* Contrôle de compréhension *
A - Traduisez en anglais la phrase suivante du texte sur la santé mentale des étudiants : « Heureusement, la parole se libère peu à peu, et les établissements d'enseignement supérieur prennent des mesures concrètes pour mieux accompagner leurs étudiants. »
B - Répondez aux questions suivantes d'après le texte sur la santé mentale des étudiants :
(i) Quelles sources de mal-être étudiant le texte énumère-t-il ?
(ii) Quelle crise a amplifié les fragilités déjà existantes ?
(iii) Quelle fonction Coraline Carbonell occupe-t-elle ?

* Texte du document *
Depuis plusieurs années, la santé mentale des étudiants est devenue une préoccupation majeure au sein des universités. Stress lié aux études, isolement, précarité, anxiété face à l’avenir : les sources de mal-être sont nombreuses et la crise du Covid-19 n’a fait qu’amplifier ces fragilités déjà existantes. Heureusement, la parole se libère peu à peu, et les établissements d’enseignement supérieur prennent des mesures concrètes pour mieux accompagner leurs étudiants.
À l’Université Côte d’Azur, le centre de santé universitaire joue un rôle central dans cette démarche. Coraline Carbonell, sa coordinatrice, revient pour nous sur les enjeux actuels de la santé mentale étudiante, les dispositifs d’accompagnement mis en place, et les pistes pour renforcer encore la prévention et le soutien.

* Données d'entrée *
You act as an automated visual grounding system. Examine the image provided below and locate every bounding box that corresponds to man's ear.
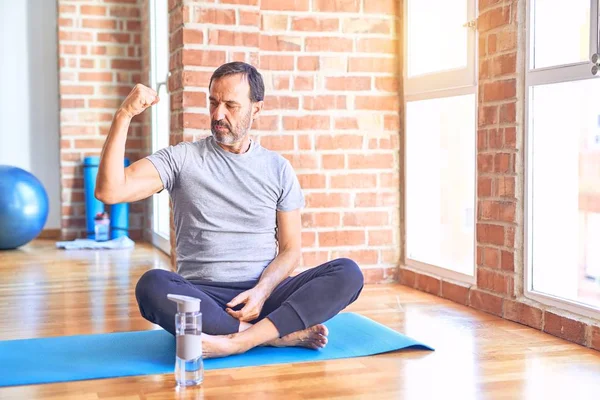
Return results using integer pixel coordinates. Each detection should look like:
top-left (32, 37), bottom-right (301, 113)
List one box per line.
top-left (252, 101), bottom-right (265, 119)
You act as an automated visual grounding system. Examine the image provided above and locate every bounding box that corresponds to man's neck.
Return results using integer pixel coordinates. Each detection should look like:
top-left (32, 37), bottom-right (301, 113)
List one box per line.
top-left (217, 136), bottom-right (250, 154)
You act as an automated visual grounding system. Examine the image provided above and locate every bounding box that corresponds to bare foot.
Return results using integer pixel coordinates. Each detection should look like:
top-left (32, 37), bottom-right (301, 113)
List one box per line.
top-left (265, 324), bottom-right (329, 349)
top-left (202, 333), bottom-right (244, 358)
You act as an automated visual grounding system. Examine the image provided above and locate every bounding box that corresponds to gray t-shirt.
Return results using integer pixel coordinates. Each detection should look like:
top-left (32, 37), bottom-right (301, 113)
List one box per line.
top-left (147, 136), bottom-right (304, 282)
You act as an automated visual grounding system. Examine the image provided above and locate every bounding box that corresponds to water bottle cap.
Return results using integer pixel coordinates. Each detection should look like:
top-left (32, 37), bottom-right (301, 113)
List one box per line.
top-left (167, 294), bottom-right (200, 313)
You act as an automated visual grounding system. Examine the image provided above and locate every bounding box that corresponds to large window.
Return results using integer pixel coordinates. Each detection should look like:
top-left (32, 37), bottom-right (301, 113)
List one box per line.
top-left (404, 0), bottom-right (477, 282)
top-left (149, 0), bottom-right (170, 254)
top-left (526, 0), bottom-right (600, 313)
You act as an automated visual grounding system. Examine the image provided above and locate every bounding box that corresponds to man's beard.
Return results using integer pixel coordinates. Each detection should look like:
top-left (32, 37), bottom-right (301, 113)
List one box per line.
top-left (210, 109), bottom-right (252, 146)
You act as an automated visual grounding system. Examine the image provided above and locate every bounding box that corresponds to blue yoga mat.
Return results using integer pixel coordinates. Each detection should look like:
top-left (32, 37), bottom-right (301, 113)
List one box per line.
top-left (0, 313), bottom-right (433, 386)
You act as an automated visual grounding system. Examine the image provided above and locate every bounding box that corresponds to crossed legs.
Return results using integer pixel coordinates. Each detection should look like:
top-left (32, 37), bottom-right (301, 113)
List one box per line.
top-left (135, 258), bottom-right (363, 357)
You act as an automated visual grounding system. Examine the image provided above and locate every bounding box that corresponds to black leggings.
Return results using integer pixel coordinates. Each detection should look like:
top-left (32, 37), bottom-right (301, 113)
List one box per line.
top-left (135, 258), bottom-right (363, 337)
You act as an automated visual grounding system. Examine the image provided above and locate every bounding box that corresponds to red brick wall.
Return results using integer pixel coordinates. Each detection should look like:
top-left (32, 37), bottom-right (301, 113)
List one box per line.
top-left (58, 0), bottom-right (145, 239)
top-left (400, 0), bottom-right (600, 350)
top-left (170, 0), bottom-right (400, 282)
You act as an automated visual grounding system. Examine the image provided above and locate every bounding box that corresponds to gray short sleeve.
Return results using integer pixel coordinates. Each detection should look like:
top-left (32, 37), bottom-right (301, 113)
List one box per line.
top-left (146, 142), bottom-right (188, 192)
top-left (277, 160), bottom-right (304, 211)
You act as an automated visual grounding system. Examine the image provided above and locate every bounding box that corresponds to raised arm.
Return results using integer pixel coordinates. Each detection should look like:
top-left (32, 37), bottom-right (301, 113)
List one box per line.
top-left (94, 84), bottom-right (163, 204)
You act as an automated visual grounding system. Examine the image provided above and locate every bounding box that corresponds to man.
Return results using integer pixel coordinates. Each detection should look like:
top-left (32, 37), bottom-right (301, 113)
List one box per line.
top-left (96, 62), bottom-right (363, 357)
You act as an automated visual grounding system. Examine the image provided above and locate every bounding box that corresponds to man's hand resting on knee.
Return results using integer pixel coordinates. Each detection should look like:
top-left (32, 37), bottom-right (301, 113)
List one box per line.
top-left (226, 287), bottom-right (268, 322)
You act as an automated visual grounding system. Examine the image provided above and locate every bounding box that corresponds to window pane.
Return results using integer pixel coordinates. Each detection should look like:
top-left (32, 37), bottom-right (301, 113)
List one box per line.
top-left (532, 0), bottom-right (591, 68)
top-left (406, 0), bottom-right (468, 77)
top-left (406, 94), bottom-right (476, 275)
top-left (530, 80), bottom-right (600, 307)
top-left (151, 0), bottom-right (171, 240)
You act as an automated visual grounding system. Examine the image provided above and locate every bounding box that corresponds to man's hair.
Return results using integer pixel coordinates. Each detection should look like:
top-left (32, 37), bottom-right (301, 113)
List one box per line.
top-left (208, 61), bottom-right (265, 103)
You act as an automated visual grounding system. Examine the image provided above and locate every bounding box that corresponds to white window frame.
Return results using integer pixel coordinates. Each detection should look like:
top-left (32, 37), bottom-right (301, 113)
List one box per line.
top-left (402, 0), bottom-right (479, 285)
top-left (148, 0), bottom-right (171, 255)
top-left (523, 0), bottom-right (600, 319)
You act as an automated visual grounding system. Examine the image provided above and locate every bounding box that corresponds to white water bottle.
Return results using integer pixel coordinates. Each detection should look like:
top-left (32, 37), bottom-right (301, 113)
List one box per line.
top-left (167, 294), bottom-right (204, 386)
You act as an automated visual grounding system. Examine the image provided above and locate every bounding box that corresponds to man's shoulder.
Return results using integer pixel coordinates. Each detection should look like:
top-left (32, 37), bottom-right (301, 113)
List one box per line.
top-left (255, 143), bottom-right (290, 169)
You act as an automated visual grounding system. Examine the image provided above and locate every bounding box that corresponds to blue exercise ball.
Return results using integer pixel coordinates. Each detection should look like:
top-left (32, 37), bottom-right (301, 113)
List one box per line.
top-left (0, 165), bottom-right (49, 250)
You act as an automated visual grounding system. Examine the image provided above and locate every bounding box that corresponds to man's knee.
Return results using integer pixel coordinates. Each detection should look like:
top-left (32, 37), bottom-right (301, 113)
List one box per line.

* Réponses par point *
A - Fortunately, people are gradually starting to speak more openly, and higher education institutions are taking concrete measures to better support their students.

B -
(i) Le stress lié aux études, l'isolement, la précarité et l'anxiété face à l'avenir.
(ii) La crise du Covid-19.
(iii) Elle est coordinatrice du centre de santé universitaire de l'Université Côte d'Azur.